## Given task
Only the lines from the one containing "Return the outline of every instance of the <item>man" through the end of the material are to be echoed, each exactly as it appears.

* * * * *

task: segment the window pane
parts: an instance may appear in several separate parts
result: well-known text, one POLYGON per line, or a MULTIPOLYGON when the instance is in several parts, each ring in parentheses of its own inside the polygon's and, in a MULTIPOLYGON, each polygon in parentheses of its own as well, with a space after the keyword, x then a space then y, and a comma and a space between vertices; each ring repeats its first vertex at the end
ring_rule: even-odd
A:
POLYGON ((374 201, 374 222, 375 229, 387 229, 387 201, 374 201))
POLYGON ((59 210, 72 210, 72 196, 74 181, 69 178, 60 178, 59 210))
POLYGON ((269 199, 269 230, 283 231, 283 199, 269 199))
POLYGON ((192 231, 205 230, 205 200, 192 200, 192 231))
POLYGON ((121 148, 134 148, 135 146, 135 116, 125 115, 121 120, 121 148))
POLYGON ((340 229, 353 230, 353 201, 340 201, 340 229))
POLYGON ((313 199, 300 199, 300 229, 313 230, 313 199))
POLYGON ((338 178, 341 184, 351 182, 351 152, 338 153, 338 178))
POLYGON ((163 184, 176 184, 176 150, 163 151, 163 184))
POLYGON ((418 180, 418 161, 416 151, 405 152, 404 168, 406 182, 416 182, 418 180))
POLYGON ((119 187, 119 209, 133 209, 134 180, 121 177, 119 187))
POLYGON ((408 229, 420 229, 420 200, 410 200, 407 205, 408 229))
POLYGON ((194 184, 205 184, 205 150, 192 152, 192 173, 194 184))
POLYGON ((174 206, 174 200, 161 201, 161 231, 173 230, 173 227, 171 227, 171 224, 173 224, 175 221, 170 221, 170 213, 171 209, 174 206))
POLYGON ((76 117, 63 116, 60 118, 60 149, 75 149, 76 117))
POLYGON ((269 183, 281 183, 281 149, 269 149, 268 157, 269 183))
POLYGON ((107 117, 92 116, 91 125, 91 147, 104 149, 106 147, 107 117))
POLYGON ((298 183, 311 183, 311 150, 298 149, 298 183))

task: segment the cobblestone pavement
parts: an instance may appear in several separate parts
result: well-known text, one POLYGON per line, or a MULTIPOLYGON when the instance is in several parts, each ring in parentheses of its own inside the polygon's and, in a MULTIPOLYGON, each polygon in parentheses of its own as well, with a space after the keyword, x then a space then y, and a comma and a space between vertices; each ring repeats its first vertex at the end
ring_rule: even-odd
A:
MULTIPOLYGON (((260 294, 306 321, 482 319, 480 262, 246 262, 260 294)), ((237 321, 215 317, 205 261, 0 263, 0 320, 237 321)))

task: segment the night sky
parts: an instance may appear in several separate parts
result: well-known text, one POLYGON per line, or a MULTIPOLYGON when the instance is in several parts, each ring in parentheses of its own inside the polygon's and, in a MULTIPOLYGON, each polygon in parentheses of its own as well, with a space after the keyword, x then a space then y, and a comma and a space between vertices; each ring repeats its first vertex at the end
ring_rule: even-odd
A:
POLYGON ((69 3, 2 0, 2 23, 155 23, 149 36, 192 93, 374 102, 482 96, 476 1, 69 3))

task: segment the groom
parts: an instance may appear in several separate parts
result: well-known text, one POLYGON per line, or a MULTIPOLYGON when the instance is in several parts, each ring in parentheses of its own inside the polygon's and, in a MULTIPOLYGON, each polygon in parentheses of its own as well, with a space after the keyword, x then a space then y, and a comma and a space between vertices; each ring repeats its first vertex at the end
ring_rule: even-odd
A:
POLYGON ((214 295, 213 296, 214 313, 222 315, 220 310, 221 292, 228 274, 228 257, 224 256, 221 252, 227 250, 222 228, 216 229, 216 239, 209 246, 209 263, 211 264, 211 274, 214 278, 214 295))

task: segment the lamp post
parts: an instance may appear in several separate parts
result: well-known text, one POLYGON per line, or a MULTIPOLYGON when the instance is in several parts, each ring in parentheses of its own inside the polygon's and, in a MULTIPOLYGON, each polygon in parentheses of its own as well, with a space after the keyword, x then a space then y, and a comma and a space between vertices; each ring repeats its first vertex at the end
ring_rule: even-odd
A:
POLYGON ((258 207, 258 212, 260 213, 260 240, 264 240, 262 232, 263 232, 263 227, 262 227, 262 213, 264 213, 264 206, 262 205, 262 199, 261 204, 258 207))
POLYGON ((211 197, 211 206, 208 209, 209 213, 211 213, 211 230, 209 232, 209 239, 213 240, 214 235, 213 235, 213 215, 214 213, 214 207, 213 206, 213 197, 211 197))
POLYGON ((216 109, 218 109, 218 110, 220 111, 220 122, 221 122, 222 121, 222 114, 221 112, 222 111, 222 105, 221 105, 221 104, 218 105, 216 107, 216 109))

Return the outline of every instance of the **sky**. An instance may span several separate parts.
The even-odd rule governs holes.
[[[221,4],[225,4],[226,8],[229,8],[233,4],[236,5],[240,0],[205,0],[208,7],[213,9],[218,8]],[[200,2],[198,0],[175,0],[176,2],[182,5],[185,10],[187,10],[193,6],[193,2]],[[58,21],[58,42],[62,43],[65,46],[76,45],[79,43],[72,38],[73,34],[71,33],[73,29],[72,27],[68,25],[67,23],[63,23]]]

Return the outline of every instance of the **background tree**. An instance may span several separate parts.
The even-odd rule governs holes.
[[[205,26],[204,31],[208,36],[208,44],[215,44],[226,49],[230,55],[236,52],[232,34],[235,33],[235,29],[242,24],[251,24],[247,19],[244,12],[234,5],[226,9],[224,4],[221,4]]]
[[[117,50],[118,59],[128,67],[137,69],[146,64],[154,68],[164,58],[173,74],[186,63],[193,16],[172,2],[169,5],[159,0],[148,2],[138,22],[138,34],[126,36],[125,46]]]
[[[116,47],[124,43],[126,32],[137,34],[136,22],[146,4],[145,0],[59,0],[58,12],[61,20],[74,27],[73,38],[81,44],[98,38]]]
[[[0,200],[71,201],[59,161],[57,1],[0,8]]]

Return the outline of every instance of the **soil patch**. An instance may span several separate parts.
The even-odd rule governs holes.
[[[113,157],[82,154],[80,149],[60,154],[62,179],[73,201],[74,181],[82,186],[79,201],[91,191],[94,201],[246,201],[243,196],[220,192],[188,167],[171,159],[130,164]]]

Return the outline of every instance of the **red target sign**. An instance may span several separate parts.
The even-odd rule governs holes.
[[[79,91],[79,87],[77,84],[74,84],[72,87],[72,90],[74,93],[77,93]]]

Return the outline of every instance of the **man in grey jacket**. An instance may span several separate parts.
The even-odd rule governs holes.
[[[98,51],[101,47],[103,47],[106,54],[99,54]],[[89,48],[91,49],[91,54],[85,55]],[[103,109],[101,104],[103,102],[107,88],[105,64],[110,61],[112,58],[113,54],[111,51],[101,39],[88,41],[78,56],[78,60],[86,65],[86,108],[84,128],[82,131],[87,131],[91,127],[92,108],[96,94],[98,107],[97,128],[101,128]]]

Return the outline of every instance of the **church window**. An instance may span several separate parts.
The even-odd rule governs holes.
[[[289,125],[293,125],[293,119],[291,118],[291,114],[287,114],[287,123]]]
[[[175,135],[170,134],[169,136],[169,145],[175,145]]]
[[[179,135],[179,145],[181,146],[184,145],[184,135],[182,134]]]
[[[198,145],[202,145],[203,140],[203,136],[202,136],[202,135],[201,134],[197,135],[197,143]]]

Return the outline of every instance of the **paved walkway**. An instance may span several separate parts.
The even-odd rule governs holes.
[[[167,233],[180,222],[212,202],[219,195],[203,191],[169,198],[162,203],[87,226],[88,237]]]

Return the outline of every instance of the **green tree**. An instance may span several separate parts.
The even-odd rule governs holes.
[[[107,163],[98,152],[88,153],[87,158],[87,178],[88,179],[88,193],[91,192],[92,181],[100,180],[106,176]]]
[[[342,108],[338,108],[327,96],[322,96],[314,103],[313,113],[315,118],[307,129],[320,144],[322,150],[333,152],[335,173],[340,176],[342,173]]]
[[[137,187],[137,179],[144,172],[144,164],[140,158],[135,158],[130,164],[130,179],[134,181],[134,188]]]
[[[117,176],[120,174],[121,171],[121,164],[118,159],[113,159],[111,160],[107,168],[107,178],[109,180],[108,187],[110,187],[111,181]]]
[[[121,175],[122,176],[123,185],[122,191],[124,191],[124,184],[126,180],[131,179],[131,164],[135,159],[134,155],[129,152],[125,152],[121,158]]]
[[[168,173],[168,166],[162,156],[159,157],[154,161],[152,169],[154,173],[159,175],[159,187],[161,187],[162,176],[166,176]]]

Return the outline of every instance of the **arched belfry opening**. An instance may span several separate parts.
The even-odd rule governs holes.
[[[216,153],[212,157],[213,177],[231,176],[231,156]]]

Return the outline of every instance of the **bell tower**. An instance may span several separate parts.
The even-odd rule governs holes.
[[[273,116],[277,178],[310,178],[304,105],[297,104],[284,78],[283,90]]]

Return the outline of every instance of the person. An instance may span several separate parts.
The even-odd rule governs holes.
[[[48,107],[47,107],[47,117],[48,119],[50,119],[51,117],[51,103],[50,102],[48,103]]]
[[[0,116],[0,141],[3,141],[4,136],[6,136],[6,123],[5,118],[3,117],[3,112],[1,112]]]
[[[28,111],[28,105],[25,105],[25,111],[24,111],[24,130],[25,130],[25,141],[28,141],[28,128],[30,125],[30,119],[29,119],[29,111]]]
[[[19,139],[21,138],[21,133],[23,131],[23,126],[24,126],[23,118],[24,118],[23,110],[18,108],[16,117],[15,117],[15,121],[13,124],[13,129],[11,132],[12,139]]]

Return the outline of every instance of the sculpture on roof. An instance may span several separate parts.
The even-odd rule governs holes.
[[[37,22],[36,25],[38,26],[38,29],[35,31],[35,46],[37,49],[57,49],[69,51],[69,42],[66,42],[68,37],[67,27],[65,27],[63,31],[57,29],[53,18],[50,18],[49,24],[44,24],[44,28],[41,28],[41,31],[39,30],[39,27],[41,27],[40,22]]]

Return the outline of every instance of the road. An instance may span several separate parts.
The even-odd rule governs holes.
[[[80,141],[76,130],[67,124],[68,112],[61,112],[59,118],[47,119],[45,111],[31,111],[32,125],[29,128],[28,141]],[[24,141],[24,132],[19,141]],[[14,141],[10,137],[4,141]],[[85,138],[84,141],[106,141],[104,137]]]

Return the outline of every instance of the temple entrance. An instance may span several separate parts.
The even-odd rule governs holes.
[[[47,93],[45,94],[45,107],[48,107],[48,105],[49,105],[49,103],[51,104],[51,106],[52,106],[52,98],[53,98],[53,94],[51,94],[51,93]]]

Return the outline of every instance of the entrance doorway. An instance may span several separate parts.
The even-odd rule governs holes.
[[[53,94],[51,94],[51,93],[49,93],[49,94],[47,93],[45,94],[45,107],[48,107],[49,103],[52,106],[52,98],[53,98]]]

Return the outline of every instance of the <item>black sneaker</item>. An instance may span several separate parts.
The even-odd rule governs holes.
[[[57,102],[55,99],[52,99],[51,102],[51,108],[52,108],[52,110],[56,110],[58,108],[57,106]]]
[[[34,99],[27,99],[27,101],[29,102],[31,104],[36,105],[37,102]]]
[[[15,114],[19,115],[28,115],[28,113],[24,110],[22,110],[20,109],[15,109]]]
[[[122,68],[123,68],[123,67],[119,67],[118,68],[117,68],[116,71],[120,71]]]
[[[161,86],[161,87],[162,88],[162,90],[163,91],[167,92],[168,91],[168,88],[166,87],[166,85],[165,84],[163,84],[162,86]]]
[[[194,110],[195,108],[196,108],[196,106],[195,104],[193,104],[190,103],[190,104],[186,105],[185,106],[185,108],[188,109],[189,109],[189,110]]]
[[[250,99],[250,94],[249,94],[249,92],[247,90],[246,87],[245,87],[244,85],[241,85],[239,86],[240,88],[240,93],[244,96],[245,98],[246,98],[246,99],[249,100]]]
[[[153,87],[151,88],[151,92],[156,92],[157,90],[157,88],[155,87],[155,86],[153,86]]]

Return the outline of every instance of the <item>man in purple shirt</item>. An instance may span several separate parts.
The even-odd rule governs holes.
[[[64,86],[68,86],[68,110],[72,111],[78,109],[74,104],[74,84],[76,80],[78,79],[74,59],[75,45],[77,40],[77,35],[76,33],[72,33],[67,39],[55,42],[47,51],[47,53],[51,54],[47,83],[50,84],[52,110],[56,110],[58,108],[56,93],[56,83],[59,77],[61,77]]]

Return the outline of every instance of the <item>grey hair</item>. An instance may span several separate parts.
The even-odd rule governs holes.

* * * * *

## Solved exercise
Return the outline of every instance of the <item>man in purple shirt</item>. An instance may span several separate parts.
The even-odd rule governs holes.
[[[64,86],[68,86],[68,110],[72,111],[78,109],[74,104],[74,84],[76,80],[78,79],[74,59],[75,45],[77,40],[77,35],[76,33],[72,33],[67,39],[55,42],[47,51],[47,53],[51,54],[47,83],[50,84],[52,110],[56,110],[58,108],[56,93],[56,83],[59,77],[61,77]]]

Return the outline of every instance of the <item>grey hair</item>. An instance may span several separate parts.
The even-odd rule governs holes.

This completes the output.